> **PASSAGE**
Chef Ed’s shoes will be hard to fillBy Margaux Salcedo
Philippine Daily Inquirer
Sunday, March 10, was a sad day for the culinary world as Ed Quimson, one of the Philippines’ most respected and loved chefs, passed away due to heart complications. Gourmets and gourmands the nation over came together to mourn the passing of this huggable, lovable, always smiling chef.
He was smiling when I met him, and at that time he was bungi! My then-editor Chelo Banal-Formoso assigned me to review Ed’s then-restaurant Fino, and my pilyo friend who accompanied me said that it meant Filipino na walang ipin.
But Ed showed the world that one smiles not with one’s mouth, but with one’s soul! He was always a joy to be with. (Note though that just a couple of years later, he lost a lot of pounds and gained a Close Up smile, pogi!)
He was an advocate of really good Filipino food—the operative words being “really good.” Filos (then at the Fort) was what gave me my first impression of his already much-loved cooking.

> **ENTRIES SHOWN**

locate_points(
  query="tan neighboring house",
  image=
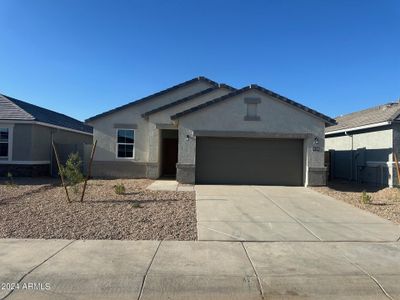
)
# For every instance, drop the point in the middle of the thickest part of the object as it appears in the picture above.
(26, 135)
(360, 147)
(201, 131)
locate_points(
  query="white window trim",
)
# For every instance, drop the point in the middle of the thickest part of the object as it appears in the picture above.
(116, 144)
(10, 128)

> **AIM OF THE EXERCISE**
Reproduce the full article about chef Ed Quimson at the top of the page, word for word.

> **EXERCISE ANSWER**
Chef Ed’s shoes will be hard to fillBy Margaux Salcedo
Philippine Daily Inquirer
Sunday, March 10, was a sad day for the culinary world as Ed Quimson, one of the Philippines’ most respected and loved chefs, passed away due to heart complications. Gourmets and gourmands the nation over came together to mourn the passing of this huggable, lovable, always smiling chef.
He was smiling when I met him, and at that time he was bungi! My then-editor Chelo Banal-Formoso assigned me to review Ed’s then-restaurant Fino, and my pilyo friend who accompanied me said that it meant Filipino na walang ipin.
But Ed showed the world that one smiles not with one’s mouth, but with one’s soul! He was always a joy to be with. (Note though that just a couple of years later, he lost a lot of pounds and gained a Close Up smile, pogi!)
He was an advocate of really good Filipino food—the operative words being “really good.” Filos (then at the Fort) was what gave me my first impression of his already much-loved cooking.